▶ **Record extracts**
━━━━━━━━━━

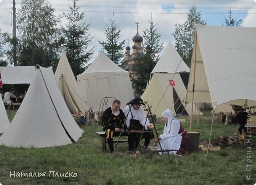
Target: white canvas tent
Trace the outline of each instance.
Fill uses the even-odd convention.
[[[177,103],[173,97],[174,89],[187,112],[189,115],[191,114],[191,107],[189,107],[190,105],[185,107],[185,99],[187,90],[179,74],[180,72],[189,71],[189,67],[169,42],[152,70],[152,78],[141,96],[143,100],[146,101],[152,106],[153,114],[160,117],[161,113],[168,108],[175,112],[174,104]],[[175,86],[170,85],[169,81],[171,80],[174,81]],[[194,106],[193,115],[196,114]]]
[[[61,93],[69,110],[76,113],[80,110],[84,115],[85,112],[90,109],[90,106],[82,95],[64,50],[62,51],[55,76]]]
[[[34,66],[0,67],[4,84],[30,84],[35,72]]]
[[[195,31],[186,101],[193,93],[194,102],[213,106],[256,105],[256,28],[196,25]]]
[[[3,133],[10,125],[2,99],[0,98],[0,134]]]
[[[82,133],[60,92],[52,68],[39,67],[11,123],[0,137],[0,144],[60,146],[77,141]]]
[[[102,50],[91,65],[77,77],[78,86],[94,111],[98,111],[104,97],[120,100],[122,109],[134,98],[128,71],[114,63]]]

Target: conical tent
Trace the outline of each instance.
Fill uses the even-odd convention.
[[[72,117],[52,68],[38,66],[22,104],[0,137],[0,144],[45,148],[77,141],[83,131]]]
[[[0,133],[4,132],[10,125],[2,98],[0,98]]]
[[[83,94],[88,97],[87,102],[95,111],[98,111],[104,97],[119,99],[122,109],[134,98],[128,71],[114,63],[102,51],[91,65],[77,77]]]
[[[184,62],[171,42],[169,41],[151,73],[175,73],[181,71],[190,72],[190,68]]]
[[[152,106],[152,113],[157,117],[160,117],[161,113],[167,108],[172,109],[173,112],[177,111],[175,110],[177,102],[173,97],[174,90],[188,114],[191,114],[191,107],[189,105],[185,106],[187,90],[179,73],[189,70],[189,67],[169,42],[152,70],[152,78],[141,96],[142,99]],[[170,84],[172,81],[175,84]],[[195,105],[194,107],[193,115],[195,115]]]
[[[78,110],[84,115],[90,109],[72,71],[64,50],[55,71],[55,78],[69,110],[73,113]]]
[[[256,106],[256,28],[198,25],[195,31],[187,101]]]

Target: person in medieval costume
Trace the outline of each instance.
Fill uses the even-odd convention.
[[[10,89],[8,89],[8,91],[4,93],[3,101],[3,103],[6,103],[8,105],[8,108],[11,109],[12,106],[12,101],[11,100],[12,97],[16,97],[16,96],[11,92]]]
[[[103,130],[107,135],[107,143],[111,154],[114,151],[113,136],[119,135],[125,123],[125,114],[120,109],[120,101],[114,100],[111,106],[104,111],[101,118]]]
[[[128,132],[128,145],[129,152],[137,150],[141,134],[145,139],[144,148],[148,147],[150,139],[153,137],[149,121],[144,110],[141,107],[144,105],[142,99],[135,98],[127,104],[124,111],[127,117],[126,124]]]
[[[159,137],[162,150],[174,150],[175,151],[159,152],[159,154],[173,154],[185,155],[187,154],[189,136],[178,120],[173,118],[172,111],[167,109],[161,114],[162,121],[165,123],[163,133]],[[160,150],[158,140],[154,141],[154,146]]]

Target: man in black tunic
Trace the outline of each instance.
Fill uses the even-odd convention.
[[[120,131],[125,120],[125,116],[120,109],[120,101],[114,100],[111,106],[105,110],[101,119],[103,130],[107,135],[107,143],[111,153],[114,152],[113,136]]]

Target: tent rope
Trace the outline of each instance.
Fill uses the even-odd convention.
[[[208,142],[208,145],[207,146],[207,152],[206,153],[206,157],[208,156],[208,151],[209,151],[209,146],[210,146],[210,142],[211,141],[211,136],[212,136],[212,128],[213,128],[213,119],[214,118],[215,112],[215,111],[214,111],[214,110],[213,110],[213,118],[212,120],[212,124],[211,125],[211,130],[210,131],[210,136],[209,136],[209,142]]]

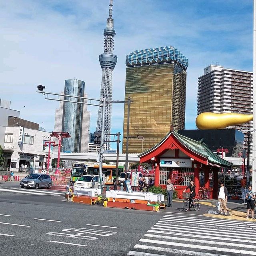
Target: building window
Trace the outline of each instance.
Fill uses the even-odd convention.
[[[23,143],[33,145],[34,144],[34,136],[24,135],[23,136]]]
[[[4,138],[5,142],[12,142],[13,139],[13,133],[6,133]]]

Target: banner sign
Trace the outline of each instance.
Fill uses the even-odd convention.
[[[131,172],[131,186],[137,186],[139,182],[138,172]]]
[[[126,186],[127,191],[128,191],[128,193],[132,193],[132,186],[131,186],[131,184],[130,183],[130,180],[126,180],[124,183],[125,183],[125,185]]]
[[[192,162],[190,158],[160,158],[160,167],[186,167],[191,168]]]
[[[23,129],[24,128],[20,127],[19,130],[19,139],[18,141],[18,144],[22,144],[23,141]]]

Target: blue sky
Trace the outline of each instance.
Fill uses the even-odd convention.
[[[0,2],[0,98],[12,101],[20,117],[54,127],[57,102],[36,93],[63,90],[64,81],[84,81],[98,98],[103,30],[108,0],[8,0]],[[196,128],[197,79],[216,62],[252,70],[252,0],[114,0],[116,35],[113,99],[123,100],[125,57],[135,50],[175,47],[189,60],[186,129]],[[113,105],[112,132],[122,133],[123,108]],[[89,107],[94,131],[98,108]],[[113,146],[116,146],[113,145]]]

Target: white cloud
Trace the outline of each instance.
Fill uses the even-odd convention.
[[[251,70],[252,16],[244,10],[251,4],[244,1],[241,6],[238,0],[230,1],[228,7],[223,7],[226,10],[218,13],[207,8],[206,0],[200,0],[200,7],[192,0],[180,0],[170,8],[174,6],[170,2],[158,0],[156,4],[154,0],[114,0],[114,53],[118,60],[113,72],[113,99],[124,98],[127,54],[134,50],[174,46],[189,59],[189,128],[195,127],[197,79],[204,68],[217,61],[228,68]],[[75,77],[85,81],[89,97],[99,98],[98,56],[103,52],[108,4],[108,0],[8,0],[0,4],[0,97],[11,100],[12,108],[21,111],[21,118],[38,122],[48,130],[53,129],[58,103],[36,94],[38,84],[45,85],[46,91],[59,92],[65,79]],[[243,7],[243,12],[229,11]],[[114,132],[122,132],[123,106],[120,108],[113,104]],[[92,131],[98,108],[88,109]]]

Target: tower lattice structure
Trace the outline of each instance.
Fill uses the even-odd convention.
[[[104,30],[104,53],[99,56],[99,60],[102,70],[102,75],[100,89],[100,98],[105,98],[106,106],[105,112],[104,129],[106,141],[109,140],[109,134],[111,128],[111,112],[112,104],[112,73],[117,61],[117,56],[113,53],[114,50],[114,37],[116,31],[114,28],[114,20],[112,18],[113,0],[110,0],[109,14],[107,19],[107,25]],[[99,108],[97,130],[101,130],[102,118],[102,108]],[[106,148],[109,149],[110,144],[106,142]]]

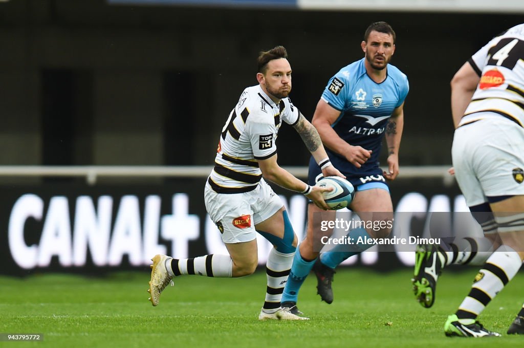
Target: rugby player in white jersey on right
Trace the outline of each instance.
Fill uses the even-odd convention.
[[[485,234],[500,243],[444,325],[447,336],[500,336],[477,321],[524,259],[524,24],[491,40],[451,82],[455,175]],[[477,220],[479,219],[477,219]],[[488,235],[488,234],[486,234]],[[420,284],[433,284],[450,255],[428,251]],[[417,266],[416,266],[416,267]],[[417,273],[416,268],[416,274]],[[425,281],[423,279],[425,279]],[[524,308],[508,330],[524,334]]]
[[[258,84],[244,90],[230,114],[204,189],[206,209],[229,255],[181,259],[155,255],[148,290],[153,306],[158,304],[160,293],[174,277],[231,278],[252,274],[258,265],[258,233],[274,246],[266,264],[266,298],[258,319],[308,319],[281,307],[297,238],[283,202],[264,179],[303,193],[324,210],[329,207],[322,193],[331,189],[310,186],[278,165],[276,140],[282,122],[299,133],[324,176],[345,177],[331,165],[316,129],[288,97],[291,69],[286,49],[277,46],[261,52],[257,63]]]

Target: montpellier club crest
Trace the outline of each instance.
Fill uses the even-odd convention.
[[[382,94],[373,95],[373,106],[378,107],[382,104]]]

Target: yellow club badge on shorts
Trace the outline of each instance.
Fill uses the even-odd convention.
[[[514,168],[512,173],[513,174],[513,178],[519,183],[524,181],[524,170],[522,170],[521,168]]]
[[[475,279],[473,279],[473,282],[476,283],[484,277],[484,274],[482,272],[479,272],[477,274],[477,275],[475,276]]]

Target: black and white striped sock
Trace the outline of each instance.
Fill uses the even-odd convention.
[[[522,265],[518,253],[507,245],[499,247],[488,258],[475,277],[470,293],[455,312],[459,319],[475,319]]]
[[[284,286],[291,270],[294,253],[282,254],[271,248],[266,264],[267,288],[266,301],[262,310],[266,313],[274,313],[280,308],[280,300]]]
[[[166,268],[172,277],[189,274],[231,278],[233,259],[228,255],[211,254],[193,258],[173,258],[166,262]]]

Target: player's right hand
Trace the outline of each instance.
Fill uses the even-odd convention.
[[[369,159],[373,152],[373,150],[366,150],[362,146],[351,146],[350,150],[346,154],[346,159],[356,167],[360,168]]]
[[[315,203],[321,209],[324,210],[330,210],[331,209],[329,205],[326,204],[324,200],[324,195],[323,192],[328,192],[333,190],[332,187],[326,188],[320,186],[312,186],[311,192],[309,194],[306,195],[306,197],[311,200],[313,203]]]

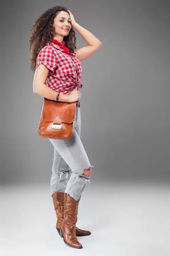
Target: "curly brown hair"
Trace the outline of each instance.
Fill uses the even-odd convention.
[[[30,29],[32,32],[29,40],[30,51],[31,52],[31,62],[30,69],[32,71],[35,71],[36,60],[40,50],[47,43],[53,39],[52,31],[54,31],[53,26],[54,19],[62,11],[69,13],[65,7],[63,6],[54,6],[49,8],[42,14],[36,20],[34,24]],[[63,41],[66,42],[65,46],[70,50],[70,53],[73,53],[76,49],[76,37],[74,30],[72,27],[69,34],[63,38]]]

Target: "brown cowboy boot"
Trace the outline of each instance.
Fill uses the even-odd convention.
[[[54,209],[56,213],[57,221],[56,224],[56,228],[60,234],[60,229],[61,223],[63,221],[64,212],[64,194],[63,192],[56,192],[52,194],[52,197],[53,199],[53,202]],[[77,207],[78,211],[79,203],[80,200],[81,196],[77,201]],[[89,236],[91,233],[90,231],[82,230],[76,227],[76,234],[78,237],[82,237],[85,236]]]
[[[60,236],[64,238],[64,242],[67,245],[81,249],[83,246],[78,240],[76,233],[79,202],[66,193],[64,193],[64,217],[60,226]]]

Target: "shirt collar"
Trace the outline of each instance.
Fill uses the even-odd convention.
[[[50,42],[48,43],[47,43],[46,44],[46,45],[51,45],[51,46],[52,46],[53,47],[54,47],[55,48],[56,48],[56,49],[57,49],[58,50],[60,50],[61,51],[61,52],[63,52],[65,53],[67,53],[66,51],[64,50],[64,49],[63,49],[62,48],[61,48],[61,47],[60,47],[60,46],[58,44],[54,44],[54,43],[53,43],[52,42]]]

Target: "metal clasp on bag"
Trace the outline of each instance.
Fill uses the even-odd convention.
[[[58,124],[54,124],[53,123],[52,123],[52,128],[53,129],[62,129],[63,127],[63,124],[61,124],[61,125]]]

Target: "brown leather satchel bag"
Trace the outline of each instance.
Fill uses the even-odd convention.
[[[76,102],[68,103],[44,98],[38,125],[42,138],[69,140],[73,135]]]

━━━━━━━━━━

▶ **Prompt**
Starting at the beginning of the items and ending at the line that contains "[[[34,66],[0,67],[4,84],[30,84],[35,72]]]", both included, write out every line again with all item text kept, adding 40 to each coordinate in the answers. Leave the pictures out.

▶ **Worked solution**
Target: white canvas tent
Trace the outline of each instance.
Fill uses the even-odd convention.
[[[217,143],[213,137],[214,129],[227,152],[229,155],[231,154],[231,147],[229,147],[230,145],[225,147],[225,139],[227,130],[219,114],[220,112],[229,111],[229,107],[209,82],[192,110],[192,118],[181,136],[183,140],[186,141],[192,146],[193,154],[200,157],[201,153],[208,148],[215,152],[214,144]],[[215,126],[210,125],[209,121],[211,120],[214,121]],[[234,146],[233,155],[236,154]]]
[[[101,133],[109,150],[116,153],[120,150],[124,155],[125,152],[130,149],[130,146],[122,135],[104,90],[102,91],[95,116]]]
[[[74,106],[40,107],[44,124],[70,124],[75,112]]]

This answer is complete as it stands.